--- Instruction ---
Copy out the lines of the material below without changes, starting at the line containing "det: horse's shadow" and ending at the final line of the material.

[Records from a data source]
★ ★ ★ ★
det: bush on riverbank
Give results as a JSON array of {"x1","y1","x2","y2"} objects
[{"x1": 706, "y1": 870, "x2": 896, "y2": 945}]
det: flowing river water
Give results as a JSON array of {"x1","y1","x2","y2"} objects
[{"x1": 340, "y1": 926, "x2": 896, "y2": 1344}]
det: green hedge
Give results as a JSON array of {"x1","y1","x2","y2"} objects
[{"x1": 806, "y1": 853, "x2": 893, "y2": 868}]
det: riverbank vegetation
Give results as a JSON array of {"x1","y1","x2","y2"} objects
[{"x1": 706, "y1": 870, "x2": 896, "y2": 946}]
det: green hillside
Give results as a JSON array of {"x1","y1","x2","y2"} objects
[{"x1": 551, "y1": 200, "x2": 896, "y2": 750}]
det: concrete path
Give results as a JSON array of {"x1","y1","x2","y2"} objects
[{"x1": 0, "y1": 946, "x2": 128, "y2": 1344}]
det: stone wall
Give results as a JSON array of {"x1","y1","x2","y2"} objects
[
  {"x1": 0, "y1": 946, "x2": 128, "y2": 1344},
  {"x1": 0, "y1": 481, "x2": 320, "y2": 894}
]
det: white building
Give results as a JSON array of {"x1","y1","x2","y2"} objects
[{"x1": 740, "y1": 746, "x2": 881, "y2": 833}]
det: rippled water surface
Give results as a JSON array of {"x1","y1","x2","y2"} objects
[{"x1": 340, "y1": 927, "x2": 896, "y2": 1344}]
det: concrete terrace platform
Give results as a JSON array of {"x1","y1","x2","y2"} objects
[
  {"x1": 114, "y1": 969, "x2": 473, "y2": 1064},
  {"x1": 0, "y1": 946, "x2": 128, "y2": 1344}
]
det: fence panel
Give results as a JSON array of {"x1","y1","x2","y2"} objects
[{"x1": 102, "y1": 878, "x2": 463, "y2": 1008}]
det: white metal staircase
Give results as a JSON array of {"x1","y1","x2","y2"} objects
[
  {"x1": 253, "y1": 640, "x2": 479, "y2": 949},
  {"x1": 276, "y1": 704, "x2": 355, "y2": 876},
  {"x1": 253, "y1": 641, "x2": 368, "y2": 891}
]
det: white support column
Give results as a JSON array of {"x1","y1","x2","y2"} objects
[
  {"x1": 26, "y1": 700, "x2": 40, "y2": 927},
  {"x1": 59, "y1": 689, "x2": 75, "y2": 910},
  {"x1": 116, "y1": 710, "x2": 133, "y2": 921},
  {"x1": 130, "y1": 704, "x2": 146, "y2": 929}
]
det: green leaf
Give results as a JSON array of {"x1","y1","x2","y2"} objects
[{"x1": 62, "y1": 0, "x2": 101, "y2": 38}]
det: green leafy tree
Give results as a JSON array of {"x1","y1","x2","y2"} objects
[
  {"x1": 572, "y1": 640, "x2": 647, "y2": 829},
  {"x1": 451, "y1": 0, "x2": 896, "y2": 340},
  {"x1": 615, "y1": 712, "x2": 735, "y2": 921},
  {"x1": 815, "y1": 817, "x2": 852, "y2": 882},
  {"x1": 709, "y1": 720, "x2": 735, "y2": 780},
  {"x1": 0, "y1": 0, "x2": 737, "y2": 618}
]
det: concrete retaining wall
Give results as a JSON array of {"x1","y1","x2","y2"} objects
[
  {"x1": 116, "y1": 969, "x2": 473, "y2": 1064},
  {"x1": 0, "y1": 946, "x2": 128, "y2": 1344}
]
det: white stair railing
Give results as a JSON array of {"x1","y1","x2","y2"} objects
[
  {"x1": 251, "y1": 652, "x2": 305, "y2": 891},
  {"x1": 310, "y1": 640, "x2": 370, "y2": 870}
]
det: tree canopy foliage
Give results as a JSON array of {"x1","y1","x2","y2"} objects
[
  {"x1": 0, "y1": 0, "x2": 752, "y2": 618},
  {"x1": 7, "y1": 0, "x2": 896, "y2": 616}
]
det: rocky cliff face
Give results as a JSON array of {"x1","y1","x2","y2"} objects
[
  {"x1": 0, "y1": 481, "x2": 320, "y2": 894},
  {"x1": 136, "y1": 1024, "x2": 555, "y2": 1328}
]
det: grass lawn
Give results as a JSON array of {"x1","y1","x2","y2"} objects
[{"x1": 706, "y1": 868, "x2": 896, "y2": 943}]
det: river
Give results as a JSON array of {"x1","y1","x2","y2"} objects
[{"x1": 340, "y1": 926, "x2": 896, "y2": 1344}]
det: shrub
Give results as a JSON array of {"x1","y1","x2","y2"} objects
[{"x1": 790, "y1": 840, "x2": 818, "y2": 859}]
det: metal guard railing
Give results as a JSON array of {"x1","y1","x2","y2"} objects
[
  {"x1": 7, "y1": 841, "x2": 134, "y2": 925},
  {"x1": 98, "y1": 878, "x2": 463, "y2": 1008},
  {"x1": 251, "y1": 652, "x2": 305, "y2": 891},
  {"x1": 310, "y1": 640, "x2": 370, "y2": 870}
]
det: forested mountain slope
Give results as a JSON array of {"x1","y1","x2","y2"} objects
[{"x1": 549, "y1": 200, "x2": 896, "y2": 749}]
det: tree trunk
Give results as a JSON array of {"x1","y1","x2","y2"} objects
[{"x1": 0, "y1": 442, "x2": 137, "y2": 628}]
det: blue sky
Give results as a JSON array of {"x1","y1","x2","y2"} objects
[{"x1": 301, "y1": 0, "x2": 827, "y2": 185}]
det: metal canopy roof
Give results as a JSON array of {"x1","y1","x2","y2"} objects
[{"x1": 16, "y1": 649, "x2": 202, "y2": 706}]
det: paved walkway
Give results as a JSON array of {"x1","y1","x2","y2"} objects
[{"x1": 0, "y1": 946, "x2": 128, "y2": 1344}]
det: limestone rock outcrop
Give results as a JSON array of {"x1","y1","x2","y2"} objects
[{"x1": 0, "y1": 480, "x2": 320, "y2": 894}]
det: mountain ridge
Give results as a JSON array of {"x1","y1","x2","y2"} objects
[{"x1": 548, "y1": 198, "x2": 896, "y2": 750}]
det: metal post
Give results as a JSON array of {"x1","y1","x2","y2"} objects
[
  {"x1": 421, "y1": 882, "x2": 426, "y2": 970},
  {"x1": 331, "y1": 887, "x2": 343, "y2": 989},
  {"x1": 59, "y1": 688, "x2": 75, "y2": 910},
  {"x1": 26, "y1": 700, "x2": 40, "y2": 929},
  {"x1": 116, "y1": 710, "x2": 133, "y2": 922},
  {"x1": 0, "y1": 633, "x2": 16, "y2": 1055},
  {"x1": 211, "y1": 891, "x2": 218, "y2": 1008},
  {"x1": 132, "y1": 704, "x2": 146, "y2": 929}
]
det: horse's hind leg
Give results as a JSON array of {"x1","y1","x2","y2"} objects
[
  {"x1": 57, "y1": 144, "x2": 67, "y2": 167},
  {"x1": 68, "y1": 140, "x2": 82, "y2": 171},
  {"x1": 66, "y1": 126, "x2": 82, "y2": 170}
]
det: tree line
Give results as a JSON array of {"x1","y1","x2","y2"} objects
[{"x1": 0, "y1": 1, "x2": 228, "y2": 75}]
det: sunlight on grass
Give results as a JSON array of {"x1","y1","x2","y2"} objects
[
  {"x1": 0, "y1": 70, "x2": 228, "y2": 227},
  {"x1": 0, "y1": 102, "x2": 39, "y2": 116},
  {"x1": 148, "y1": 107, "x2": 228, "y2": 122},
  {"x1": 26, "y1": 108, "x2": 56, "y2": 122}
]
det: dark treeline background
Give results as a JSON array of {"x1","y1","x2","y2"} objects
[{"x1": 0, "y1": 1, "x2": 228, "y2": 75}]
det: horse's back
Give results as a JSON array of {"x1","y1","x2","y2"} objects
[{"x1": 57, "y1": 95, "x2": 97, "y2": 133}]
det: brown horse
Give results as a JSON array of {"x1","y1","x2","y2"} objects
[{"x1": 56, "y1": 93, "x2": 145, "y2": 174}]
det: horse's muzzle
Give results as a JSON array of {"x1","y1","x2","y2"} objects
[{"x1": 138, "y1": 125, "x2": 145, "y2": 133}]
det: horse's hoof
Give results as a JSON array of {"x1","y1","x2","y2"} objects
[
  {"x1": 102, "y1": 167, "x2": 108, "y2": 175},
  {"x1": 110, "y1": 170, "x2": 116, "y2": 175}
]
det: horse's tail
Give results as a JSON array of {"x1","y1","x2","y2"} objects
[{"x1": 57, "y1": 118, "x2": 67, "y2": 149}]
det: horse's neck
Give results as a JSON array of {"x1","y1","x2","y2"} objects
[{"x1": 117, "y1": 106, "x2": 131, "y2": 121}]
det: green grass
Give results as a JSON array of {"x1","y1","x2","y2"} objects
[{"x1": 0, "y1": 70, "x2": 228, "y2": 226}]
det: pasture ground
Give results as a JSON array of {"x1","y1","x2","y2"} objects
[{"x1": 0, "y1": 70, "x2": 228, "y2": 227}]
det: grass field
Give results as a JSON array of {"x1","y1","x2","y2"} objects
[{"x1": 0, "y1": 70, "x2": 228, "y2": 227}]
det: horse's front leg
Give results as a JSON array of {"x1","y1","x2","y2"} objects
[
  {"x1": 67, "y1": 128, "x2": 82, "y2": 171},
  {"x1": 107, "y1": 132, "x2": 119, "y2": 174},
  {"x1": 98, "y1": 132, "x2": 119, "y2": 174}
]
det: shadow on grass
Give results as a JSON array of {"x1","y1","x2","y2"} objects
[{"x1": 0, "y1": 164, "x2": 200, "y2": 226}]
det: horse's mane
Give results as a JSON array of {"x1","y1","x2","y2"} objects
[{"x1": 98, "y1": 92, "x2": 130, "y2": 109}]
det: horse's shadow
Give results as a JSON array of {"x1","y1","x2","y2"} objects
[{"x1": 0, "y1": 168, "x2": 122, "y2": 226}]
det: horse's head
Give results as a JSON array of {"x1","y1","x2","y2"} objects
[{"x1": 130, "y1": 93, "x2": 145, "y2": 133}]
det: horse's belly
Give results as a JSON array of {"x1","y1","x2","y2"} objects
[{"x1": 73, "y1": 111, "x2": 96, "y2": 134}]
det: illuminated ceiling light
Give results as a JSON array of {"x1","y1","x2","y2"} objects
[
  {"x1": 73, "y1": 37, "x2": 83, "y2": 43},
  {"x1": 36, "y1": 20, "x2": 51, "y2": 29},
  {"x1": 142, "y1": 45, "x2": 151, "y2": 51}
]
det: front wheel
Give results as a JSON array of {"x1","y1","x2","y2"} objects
★ ★ ★ ★
--- Solved problem ---
det: horse's shadow
Give results as a JSON array of {"x1","y1","x2","y2"} objects
[{"x1": 0, "y1": 168, "x2": 122, "y2": 226}]
det: horse's head
Give results as a JSON array of {"x1","y1","x2","y2"} objects
[{"x1": 130, "y1": 93, "x2": 145, "y2": 133}]
det: horse's belly
Give results as a JSON array of {"x1","y1","x2","y2"} objects
[{"x1": 73, "y1": 111, "x2": 96, "y2": 134}]
det: illuminated ceiling light
Give results as a JSON array of {"x1","y1","x2","y2"} objects
[
  {"x1": 73, "y1": 37, "x2": 83, "y2": 43},
  {"x1": 36, "y1": 20, "x2": 51, "y2": 29},
  {"x1": 142, "y1": 45, "x2": 151, "y2": 51}
]
det: front wheel
Give results as a JSON array of {"x1","y1","x2","y2"} objects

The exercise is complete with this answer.